WRITTEN TASK 1: According to the text on the condominium-related documents purchase agreement, what price did Morgans Group agree to pay for the assets?

CONDOMINIUM-RELATED DOCUMENTS PURCHASE AGREEMENT

          Additionally, on May 11, 2006, Morgans Group entered into a purchase
and sale agreement with HR Condominium Investors (Vegas), L.L.C. (the "Condo
Docs Purchase Agreement") to acquire, for $1 million, certain assets related to
a proposal for a condominium development on certain real property adjacent to
the Resort (the "Condo Docs Purchase").

          The completion of the Condo Docs Purchase is subject to various
customary conditions, including the closing of the other transactions
contemplated by the Merger Agreement and the Land Purchase Agreement and the
execution of the IP Agreements.

          A copy of the Condo Docs Purchase Agreement is attached hereto as
Exhibit 10.3 and is incorporated herein by reference. The foregoing description
of the Condo Docs Purchase Agreement does not purport to be complete and is
qualified in its entirety by reference to the full text of the Condo Docs
Purchase Agreement.

Position annotation records:

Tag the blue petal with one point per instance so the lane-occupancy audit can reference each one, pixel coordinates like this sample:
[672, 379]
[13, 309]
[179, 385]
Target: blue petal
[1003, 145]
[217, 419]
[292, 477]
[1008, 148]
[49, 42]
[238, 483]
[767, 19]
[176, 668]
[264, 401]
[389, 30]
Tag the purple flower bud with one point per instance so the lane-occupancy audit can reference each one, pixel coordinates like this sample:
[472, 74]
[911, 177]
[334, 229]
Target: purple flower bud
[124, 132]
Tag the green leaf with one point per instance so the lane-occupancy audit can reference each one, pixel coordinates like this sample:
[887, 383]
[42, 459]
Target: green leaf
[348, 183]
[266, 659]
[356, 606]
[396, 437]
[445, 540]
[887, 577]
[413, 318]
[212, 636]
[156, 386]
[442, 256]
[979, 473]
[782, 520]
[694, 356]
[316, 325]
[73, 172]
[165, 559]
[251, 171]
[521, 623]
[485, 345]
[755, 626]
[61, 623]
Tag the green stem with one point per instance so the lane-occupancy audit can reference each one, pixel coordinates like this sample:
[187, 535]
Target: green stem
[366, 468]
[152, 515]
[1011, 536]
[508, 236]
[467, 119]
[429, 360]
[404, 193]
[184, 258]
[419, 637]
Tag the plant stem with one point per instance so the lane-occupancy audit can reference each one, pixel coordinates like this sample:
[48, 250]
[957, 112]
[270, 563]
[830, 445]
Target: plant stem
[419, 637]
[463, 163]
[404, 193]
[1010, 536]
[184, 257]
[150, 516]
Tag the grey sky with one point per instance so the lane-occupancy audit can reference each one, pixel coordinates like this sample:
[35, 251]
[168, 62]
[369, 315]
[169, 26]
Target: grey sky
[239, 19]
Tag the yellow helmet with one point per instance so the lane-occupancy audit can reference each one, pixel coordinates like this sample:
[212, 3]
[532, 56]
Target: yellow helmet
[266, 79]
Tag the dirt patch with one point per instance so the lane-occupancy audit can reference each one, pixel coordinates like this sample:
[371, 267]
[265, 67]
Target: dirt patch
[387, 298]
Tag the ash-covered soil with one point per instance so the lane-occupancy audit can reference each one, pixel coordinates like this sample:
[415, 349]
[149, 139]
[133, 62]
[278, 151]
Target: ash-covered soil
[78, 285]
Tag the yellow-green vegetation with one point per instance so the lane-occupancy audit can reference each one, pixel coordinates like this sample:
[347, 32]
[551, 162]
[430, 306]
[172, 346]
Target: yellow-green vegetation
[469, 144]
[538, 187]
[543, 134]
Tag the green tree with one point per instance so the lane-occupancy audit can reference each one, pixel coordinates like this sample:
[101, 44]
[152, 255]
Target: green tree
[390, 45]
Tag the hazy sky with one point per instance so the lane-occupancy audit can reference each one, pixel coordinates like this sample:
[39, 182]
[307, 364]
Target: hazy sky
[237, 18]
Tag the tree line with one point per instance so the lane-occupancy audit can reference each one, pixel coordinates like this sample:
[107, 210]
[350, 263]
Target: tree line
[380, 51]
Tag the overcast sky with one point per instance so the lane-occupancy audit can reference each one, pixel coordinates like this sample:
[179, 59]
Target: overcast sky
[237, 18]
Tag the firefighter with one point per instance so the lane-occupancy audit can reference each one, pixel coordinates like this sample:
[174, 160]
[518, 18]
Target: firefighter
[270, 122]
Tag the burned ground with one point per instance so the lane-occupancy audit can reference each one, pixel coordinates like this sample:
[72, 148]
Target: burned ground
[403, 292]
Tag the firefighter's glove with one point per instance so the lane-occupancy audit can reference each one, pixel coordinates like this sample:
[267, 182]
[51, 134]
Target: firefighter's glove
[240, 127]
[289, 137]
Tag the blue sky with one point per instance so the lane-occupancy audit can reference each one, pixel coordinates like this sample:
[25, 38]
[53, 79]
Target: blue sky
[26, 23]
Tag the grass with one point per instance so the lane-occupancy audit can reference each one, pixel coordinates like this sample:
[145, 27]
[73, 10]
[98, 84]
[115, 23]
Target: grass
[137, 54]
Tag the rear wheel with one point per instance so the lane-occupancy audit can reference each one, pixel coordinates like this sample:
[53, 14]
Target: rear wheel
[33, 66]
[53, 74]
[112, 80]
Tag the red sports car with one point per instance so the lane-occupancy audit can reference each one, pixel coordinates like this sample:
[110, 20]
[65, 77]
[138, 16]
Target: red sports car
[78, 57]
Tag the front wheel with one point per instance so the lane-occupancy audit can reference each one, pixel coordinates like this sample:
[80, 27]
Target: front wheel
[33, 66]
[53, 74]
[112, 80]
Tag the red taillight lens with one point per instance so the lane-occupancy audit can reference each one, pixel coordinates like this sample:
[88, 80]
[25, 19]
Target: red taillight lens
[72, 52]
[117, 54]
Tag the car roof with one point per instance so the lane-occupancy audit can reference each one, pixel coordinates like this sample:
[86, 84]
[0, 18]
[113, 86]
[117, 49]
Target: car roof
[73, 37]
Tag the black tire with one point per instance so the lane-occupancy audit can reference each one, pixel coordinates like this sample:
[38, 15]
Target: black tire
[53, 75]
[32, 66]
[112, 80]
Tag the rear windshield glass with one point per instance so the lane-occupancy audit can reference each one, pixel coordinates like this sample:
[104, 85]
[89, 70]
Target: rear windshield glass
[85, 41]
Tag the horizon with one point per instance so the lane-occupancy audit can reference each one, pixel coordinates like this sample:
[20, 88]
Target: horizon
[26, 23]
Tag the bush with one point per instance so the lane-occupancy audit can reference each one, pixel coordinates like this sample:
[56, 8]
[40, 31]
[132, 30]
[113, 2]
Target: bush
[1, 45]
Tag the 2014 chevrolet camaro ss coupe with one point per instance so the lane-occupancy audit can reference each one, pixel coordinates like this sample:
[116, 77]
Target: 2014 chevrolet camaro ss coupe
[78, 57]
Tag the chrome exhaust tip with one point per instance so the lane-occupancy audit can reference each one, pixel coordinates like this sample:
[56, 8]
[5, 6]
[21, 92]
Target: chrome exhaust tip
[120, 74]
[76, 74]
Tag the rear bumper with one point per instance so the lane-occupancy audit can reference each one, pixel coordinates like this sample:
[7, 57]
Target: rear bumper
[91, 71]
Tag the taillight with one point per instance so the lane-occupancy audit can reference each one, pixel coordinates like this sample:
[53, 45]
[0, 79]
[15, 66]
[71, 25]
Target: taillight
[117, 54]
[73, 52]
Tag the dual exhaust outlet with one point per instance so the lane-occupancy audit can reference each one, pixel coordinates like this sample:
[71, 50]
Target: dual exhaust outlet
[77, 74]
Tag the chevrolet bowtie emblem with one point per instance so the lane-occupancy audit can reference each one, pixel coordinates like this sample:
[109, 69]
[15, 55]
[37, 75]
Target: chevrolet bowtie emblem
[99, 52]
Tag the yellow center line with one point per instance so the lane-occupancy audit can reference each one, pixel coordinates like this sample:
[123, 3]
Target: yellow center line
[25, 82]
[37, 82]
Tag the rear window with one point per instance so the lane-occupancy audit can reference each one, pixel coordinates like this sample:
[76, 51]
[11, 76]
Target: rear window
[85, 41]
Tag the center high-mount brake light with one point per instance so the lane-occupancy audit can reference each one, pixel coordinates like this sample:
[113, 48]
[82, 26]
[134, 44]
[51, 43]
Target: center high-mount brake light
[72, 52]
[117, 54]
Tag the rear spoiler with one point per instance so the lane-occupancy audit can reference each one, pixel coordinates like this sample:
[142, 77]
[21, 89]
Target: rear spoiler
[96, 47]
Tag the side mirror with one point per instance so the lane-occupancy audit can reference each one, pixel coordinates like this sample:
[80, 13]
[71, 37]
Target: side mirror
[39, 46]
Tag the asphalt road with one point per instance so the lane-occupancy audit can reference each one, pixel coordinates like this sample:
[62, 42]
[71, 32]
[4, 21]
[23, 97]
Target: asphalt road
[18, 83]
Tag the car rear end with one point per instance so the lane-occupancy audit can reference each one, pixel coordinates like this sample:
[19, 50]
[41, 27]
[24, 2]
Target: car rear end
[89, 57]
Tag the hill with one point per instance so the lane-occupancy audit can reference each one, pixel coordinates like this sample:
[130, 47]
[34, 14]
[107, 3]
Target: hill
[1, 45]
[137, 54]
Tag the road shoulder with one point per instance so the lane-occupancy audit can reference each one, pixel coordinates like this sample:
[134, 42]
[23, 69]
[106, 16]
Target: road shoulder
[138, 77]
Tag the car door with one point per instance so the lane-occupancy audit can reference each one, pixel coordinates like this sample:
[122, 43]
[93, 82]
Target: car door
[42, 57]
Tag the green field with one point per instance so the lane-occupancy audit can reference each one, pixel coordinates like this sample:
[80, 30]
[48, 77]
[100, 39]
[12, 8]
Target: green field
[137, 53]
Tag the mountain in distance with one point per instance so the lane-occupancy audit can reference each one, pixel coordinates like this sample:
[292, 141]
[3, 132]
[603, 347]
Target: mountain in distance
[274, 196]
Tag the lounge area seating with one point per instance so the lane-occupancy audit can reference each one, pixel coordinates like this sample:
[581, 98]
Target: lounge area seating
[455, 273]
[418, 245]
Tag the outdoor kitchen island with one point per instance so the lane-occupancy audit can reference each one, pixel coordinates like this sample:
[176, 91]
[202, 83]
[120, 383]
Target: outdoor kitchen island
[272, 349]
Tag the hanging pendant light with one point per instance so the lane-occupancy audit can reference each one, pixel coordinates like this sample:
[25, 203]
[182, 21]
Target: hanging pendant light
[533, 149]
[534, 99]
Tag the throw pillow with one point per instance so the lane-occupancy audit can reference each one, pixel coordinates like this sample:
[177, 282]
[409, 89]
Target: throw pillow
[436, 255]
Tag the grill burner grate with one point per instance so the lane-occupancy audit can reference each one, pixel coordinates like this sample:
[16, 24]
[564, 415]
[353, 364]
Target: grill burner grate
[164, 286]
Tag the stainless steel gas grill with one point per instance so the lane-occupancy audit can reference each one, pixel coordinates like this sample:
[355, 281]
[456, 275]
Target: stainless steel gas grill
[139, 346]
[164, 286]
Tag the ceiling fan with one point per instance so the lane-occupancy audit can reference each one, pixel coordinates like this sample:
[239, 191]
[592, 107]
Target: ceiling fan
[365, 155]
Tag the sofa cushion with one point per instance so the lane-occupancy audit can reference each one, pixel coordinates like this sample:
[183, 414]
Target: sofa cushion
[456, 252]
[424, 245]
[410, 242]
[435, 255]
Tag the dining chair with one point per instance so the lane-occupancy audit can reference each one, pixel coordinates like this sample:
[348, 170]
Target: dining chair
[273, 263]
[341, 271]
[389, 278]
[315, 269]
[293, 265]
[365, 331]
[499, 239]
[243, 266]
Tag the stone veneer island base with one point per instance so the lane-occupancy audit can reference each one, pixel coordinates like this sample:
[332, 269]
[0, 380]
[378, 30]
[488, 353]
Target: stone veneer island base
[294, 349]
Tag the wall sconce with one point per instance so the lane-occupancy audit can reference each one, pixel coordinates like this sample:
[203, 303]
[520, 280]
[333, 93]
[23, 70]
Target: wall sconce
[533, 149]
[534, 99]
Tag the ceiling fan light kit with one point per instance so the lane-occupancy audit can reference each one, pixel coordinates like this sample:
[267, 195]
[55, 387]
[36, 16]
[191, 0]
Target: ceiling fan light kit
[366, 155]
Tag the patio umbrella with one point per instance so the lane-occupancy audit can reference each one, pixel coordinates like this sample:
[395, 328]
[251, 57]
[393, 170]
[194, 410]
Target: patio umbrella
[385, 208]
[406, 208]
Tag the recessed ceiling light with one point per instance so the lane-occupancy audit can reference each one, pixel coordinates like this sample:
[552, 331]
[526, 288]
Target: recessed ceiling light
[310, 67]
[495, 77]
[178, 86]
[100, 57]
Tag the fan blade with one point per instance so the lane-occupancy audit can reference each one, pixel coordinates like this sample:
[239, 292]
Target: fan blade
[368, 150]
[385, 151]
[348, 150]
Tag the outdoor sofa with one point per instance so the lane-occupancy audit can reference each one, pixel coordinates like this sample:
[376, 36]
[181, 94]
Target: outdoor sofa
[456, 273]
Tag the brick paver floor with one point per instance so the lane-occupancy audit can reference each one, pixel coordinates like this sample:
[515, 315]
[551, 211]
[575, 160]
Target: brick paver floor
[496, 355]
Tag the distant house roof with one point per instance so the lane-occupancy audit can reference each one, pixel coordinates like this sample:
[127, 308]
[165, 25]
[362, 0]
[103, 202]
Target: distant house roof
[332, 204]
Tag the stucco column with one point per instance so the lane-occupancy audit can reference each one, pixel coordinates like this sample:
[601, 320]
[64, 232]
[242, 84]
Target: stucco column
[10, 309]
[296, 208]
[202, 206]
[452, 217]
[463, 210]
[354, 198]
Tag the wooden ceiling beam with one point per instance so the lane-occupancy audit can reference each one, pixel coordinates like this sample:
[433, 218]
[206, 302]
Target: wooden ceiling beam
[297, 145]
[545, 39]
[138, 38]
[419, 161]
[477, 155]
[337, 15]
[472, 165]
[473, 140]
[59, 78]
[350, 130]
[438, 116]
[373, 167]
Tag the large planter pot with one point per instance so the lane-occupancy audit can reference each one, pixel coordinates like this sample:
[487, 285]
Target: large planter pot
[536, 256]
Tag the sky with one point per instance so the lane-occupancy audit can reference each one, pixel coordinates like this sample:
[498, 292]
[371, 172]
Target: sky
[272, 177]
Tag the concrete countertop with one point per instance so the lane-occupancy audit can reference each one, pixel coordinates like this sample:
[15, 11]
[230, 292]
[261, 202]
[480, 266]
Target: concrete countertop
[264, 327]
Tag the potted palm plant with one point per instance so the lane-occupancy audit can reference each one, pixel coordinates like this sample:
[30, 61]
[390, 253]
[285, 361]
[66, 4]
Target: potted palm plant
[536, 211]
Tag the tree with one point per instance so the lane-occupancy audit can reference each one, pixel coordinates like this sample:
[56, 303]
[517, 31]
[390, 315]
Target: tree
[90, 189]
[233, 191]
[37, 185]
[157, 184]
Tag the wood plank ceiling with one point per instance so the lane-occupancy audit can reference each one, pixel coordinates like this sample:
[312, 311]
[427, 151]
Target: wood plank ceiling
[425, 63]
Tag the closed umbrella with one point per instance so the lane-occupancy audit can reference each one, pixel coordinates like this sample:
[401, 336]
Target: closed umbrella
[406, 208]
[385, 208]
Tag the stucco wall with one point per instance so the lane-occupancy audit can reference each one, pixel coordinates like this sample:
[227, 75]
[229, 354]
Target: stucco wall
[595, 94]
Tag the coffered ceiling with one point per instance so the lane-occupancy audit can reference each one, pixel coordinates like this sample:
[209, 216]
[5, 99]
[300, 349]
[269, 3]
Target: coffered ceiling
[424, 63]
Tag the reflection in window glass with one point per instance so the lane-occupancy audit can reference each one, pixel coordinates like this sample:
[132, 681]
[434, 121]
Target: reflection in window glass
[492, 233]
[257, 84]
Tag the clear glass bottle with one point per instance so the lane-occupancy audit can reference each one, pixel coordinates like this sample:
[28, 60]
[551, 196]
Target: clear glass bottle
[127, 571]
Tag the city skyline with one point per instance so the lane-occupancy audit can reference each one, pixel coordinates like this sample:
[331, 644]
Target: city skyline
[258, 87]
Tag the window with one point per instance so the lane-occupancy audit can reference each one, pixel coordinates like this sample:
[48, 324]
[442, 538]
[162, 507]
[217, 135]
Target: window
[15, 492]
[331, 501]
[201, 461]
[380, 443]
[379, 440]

WRITTEN TASK 2: Extract every line of the records that contains the word "field".

EXERCISE RESULT 1: $1 million

EXERCISE RESULT 2:
Tag the green field with one point per instance so the lane-occupancy audit can reference each one, pixel coordinates like this sample:
Target: green field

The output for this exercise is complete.